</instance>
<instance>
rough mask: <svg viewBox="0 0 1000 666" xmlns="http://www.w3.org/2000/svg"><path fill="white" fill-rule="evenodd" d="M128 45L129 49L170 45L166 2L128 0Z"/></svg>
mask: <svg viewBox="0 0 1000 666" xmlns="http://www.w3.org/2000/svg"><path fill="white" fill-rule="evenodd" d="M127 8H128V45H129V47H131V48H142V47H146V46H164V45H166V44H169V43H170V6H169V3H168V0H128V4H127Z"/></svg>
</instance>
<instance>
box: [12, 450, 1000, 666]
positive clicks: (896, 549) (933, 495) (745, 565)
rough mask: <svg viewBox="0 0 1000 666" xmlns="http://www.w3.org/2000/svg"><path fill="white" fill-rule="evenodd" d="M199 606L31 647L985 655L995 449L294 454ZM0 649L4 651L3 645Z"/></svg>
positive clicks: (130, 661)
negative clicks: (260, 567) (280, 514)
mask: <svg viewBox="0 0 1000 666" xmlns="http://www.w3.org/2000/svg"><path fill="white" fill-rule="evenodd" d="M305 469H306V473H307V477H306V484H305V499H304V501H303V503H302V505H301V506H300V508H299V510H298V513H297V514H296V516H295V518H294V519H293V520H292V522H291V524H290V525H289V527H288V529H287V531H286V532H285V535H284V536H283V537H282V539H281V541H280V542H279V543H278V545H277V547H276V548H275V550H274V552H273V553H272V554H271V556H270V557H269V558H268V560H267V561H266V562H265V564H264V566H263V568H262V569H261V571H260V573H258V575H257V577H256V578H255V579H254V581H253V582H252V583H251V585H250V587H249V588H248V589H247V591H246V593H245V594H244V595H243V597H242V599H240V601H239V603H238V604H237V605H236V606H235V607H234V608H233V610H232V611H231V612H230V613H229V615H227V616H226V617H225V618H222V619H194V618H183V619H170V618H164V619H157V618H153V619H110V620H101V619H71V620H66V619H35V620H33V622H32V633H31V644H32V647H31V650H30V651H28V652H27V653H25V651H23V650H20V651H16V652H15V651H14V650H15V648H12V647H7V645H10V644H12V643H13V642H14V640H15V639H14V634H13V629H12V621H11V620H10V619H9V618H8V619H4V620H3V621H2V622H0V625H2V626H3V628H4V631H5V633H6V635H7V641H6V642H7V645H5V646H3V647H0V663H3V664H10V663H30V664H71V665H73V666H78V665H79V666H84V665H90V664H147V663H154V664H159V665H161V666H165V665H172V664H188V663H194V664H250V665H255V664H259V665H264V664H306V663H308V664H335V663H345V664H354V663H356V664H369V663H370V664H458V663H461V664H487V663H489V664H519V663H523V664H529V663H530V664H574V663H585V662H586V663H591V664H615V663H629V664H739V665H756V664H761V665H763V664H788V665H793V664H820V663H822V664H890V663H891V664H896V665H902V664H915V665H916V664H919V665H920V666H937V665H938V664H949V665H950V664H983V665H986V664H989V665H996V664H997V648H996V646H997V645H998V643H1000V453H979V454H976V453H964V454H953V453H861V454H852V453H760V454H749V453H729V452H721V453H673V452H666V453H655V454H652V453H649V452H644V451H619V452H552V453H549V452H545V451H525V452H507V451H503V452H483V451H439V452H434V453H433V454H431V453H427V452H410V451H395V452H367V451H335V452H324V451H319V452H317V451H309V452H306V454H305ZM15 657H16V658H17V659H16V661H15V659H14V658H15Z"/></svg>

* Directions for this task
Word for word, give the entire listing again.

* Output for this exercise
</instance>
<instance>
rough mask: <svg viewBox="0 0 1000 666" xmlns="http://www.w3.org/2000/svg"><path fill="white" fill-rule="evenodd" d="M128 45L129 49L170 45L166 2L128 0Z"/></svg>
mask: <svg viewBox="0 0 1000 666" xmlns="http://www.w3.org/2000/svg"><path fill="white" fill-rule="evenodd" d="M127 8H128V45H129V47H131V48H142V47H146V46H164V45H166V44H169V43H170V6H169V3H168V0H128V4H127Z"/></svg>
</instance>
<instance>
box: [12, 450, 1000, 666]
positive clicks: (896, 549) (933, 495) (745, 565)
rough mask: <svg viewBox="0 0 1000 666" xmlns="http://www.w3.org/2000/svg"><path fill="white" fill-rule="evenodd" d="M199 606L31 647L985 655L995 449L294 454ZM0 649L4 651L3 645Z"/></svg>
positive clicks: (130, 661)
negative clicks: (260, 567) (280, 514)
mask: <svg viewBox="0 0 1000 666" xmlns="http://www.w3.org/2000/svg"><path fill="white" fill-rule="evenodd" d="M305 469H306V473H307V477H306V484H305V499H304V501H303V503H302V505H301V506H300V508H299V510H298V513H297V514H296V516H295V518H294V519H293V520H292V522H291V524H290V525H289V527H288V529H287V531H286V532H285V535H284V536H283V537H282V539H281V541H280V542H279V543H278V545H277V547H276V548H275V550H274V552H273V553H272V554H271V556H270V557H269V558H268V560H267V561H266V562H265V564H264V566H263V568H262V569H261V571H260V573H258V575H257V577H256V578H255V579H254V581H253V582H252V583H251V585H250V587H249V588H248V589H247V591H246V593H245V594H244V595H243V597H242V599H240V601H239V603H238V604H237V605H236V606H235V607H234V608H233V610H232V611H231V612H230V613H229V615H227V616H226V617H225V618H222V619H194V618H183V619H170V618H164V619H157V618H153V619H110V620H101V619H71V620H66V619H35V620H33V622H32V633H31V644H32V647H31V650H30V651H28V652H27V653H25V651H23V650H20V651H16V652H15V651H14V650H15V648H12V647H7V645H10V644H12V643H13V642H14V640H15V639H14V634H13V629H12V621H11V620H10V619H9V618H8V619H4V620H3V621H2V622H0V625H2V626H3V628H4V631H5V633H6V635H7V641H6V642H7V645H5V646H3V647H0V663H3V664H10V663H30V664H71V665H73V666H78V665H79V666H84V665H90V664H147V663H154V664H159V665H161V666H165V665H172V664H188V663H194V664H250V665H255V664H259V665H264V664H306V663H308V664H335V663H345V664H354V663H356V664H369V663H370V664H458V663H461V664H487V663H489V664H519V663H523V664H529V663H530V664H574V663H585V662H586V663H591V664H615V663H629V664H739V665H756V664H761V665H763V664H788V665H793V664H820V663H822V664H890V663H891V664H896V665H902V664H915V665H916V664H919V665H920V666H937V665H938V664H949V665H950V664H983V665H986V664H989V665H996V664H997V648H996V646H997V645H998V643H1000V453H979V454H976V453H964V454H953V453H861V454H852V453H760V454H749V453H729V452H721V453H673V452H666V453H655V454H652V453H649V452H644V451H619V452H552V453H549V452H545V451H525V452H507V451H503V452H483V451H439V452H434V453H433V454H431V453H427V452H410V451H395V452H367V451H335V452H324V451H319V452H317V451H309V452H306V454H305ZM15 657H16V658H17V659H16V661H15V659H14V658H15Z"/></svg>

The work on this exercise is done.